▶ **DATA LISTING**
----
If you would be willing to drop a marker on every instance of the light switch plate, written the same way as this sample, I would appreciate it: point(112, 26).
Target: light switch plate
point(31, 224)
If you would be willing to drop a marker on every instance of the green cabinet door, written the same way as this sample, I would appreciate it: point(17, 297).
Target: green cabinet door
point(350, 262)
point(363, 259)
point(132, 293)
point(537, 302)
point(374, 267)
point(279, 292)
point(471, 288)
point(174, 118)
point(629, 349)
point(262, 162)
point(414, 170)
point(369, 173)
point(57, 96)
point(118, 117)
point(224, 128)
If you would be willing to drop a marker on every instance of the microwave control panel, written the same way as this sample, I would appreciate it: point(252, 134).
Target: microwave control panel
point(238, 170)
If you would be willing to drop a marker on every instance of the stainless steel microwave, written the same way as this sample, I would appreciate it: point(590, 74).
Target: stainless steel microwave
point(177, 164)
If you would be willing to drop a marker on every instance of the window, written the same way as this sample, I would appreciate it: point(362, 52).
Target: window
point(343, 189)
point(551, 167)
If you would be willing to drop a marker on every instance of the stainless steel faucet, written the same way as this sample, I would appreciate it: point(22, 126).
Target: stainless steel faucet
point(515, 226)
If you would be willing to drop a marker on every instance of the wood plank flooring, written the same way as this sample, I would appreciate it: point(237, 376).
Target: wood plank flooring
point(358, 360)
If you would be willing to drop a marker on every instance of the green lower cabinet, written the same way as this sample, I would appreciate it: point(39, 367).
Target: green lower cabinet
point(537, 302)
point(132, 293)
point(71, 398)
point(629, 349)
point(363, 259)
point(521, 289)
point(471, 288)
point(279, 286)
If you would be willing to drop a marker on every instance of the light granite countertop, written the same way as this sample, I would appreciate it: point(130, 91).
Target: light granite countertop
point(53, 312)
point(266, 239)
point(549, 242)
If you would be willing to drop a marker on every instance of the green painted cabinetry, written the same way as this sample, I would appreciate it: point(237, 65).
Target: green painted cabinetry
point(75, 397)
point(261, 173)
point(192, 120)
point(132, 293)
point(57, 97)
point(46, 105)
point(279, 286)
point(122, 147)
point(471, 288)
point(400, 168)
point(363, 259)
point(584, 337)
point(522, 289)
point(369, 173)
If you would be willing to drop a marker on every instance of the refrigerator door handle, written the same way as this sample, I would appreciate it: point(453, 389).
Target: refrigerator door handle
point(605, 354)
----
▶ **EXERCISE DIRECTIONS**
Rescale everything from the start of the data down to the line containing "point(224, 128)", both ends included, reproducing every line with the requests kept unchanged. In the answers only, multiply each point coordinate by 2 and round to whole numbers, with halves going up.

▶ **EXERCISE ANSWER**
If you would be willing to drop a marker on every instance of the light switch plate, written the same way as this sample, I would appreciate it: point(112, 26).
Target: light switch plate
point(62, 448)
If you would be willing to drop a marker on every instance of the green cabinet door, written the same way as this sample, I would appreciate it: point(17, 297).
Target: green cabinet door
point(700, 524)
point(726, 518)
point(264, 586)
point(1074, 604)
point(748, 534)
point(558, 584)
point(942, 576)
point(348, 236)
point(1258, 698)
point(524, 324)
point(828, 340)
point(738, 346)
point(114, 192)
point(236, 234)
point(448, 256)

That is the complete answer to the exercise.